Document excerpt:
Start of Block

Also, it costs $250 just to take this damn test. And then there's all those pricey GMAT prep classes or whatever. What a racket.

February 04, 2008

"What is wrong with this city?"

An Assault with a gun was reported on 2/01/2008 in the 1300 block of Irving St NW between the hours of 9:00 am and 9:05 am. The complainant reports that an unknown male pulled the complainants hair and pointed a gun to the complainants chest and walked away. The suspect is a black male 5'8, slim and is a juvenile. The suspect fled. - MPD PSA 304 Crime Report

Actually, it was more like 8:45am. I was walking to the Columbia Heights metro on Friday morning, in the pouring rain, listening to the iPod, when I heard a woman (around my age) about 20 feet in front of me scream. She had dropped her umbrella and the kid who was near her started to walk away quickly. She was probably 100 or so feet from the entrance to the metro, and was standing there, in shock. I approached her and asked if she was alright.

"That guy just pulled a gun on me."

Whoa.

"Do you want me to call the cops?"

"That guy just pulled a gun on me. I don't even know if it was real." It probably was, I thought to myself.

"I don't even know if it was real. What is wrong with this city?"

At that moment, I couldn't really answer that question. But there is something really fucked up about a place where a teenager pulls a gun on you while you are walking down a well-trafficked street at 8:45am. It's not really something you expect to encounter during your morning commute.

February 03, 2008

More half smoke art at Ben's Chili Bowl

Oh, I definitely will. I love Ben's. Half of the photos on my phone are of their half smokes. This was my reward for helping Elisabeth move a couch from Silver Spring to Adams Morgan.

Previous art can be found here.

Flip flops: The TSA responds!

Wow, I actually received responses to my flip flop rant from TWO TSA employees. One posted a response on my previous blog entry:

Thanks for the link. We appreciate it.

End of Block

Problems and tasks:
1. In the blog excerpt, at what time does the writer say the gun incident actually took place?
2. From the blog excerpt, copy out the passage that begins at the words "Previous art can" and stops after "We appreciate it.".
3. In the blog excerpt, why does the writer consider there to be something wrong with a place where such an incident happens?

Excerpted data:
Start of Block

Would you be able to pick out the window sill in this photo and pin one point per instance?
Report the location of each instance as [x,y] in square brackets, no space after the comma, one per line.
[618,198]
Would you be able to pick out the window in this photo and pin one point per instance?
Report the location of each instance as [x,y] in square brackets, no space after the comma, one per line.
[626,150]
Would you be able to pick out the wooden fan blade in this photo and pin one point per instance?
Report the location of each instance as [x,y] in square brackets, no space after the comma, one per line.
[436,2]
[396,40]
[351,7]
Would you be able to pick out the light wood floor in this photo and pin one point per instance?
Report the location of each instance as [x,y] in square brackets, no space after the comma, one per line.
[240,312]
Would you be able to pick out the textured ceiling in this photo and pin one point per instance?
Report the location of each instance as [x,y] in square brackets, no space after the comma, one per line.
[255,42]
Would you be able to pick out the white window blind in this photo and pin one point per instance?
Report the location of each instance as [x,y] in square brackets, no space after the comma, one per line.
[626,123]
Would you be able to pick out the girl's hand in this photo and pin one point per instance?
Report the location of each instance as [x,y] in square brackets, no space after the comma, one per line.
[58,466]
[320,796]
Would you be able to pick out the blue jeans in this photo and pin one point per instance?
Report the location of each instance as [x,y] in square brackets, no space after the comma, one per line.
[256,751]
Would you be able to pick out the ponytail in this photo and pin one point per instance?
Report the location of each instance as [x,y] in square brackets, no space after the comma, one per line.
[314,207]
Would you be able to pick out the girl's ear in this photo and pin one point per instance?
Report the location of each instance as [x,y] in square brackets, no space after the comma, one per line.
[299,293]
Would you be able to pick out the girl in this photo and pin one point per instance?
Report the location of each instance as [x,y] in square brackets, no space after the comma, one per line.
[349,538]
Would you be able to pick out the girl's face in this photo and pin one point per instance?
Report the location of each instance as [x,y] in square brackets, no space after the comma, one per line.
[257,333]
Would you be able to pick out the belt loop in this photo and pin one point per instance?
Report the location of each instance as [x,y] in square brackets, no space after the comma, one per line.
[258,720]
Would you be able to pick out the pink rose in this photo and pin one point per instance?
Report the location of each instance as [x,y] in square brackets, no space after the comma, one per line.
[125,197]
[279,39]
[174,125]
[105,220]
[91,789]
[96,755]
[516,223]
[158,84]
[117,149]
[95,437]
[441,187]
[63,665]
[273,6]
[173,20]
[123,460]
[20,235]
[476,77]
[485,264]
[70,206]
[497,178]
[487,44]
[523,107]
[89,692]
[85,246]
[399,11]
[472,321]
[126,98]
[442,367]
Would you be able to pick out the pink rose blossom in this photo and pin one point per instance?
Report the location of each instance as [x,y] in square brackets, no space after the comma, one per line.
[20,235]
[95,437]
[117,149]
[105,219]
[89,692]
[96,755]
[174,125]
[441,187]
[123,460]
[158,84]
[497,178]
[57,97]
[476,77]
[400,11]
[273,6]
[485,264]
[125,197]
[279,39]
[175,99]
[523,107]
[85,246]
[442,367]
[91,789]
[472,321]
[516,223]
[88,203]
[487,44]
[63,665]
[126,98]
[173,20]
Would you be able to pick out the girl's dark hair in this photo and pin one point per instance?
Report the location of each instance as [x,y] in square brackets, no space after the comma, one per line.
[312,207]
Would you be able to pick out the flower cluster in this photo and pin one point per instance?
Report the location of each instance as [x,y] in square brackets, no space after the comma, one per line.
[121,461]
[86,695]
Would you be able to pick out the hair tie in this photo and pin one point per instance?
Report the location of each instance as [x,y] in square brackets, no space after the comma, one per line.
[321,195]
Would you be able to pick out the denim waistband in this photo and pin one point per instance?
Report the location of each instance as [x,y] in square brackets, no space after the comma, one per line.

End of Block

Task-by-task results:
1. More like 8:45 a.m.

2.
Previous art can be found here.

Flip flops: The TSA responds!

Wow, I actually received responses to my flip flop rant from TWO TSA employees. One posted a response on my previous blog entry:

Thanks for the link. We appreciate it.

3. A teenager pulled a gun on someone walking down a well-trafficked street at 8:45 a.m. The writer notes that this is not something one expects to encounter during a morning commute.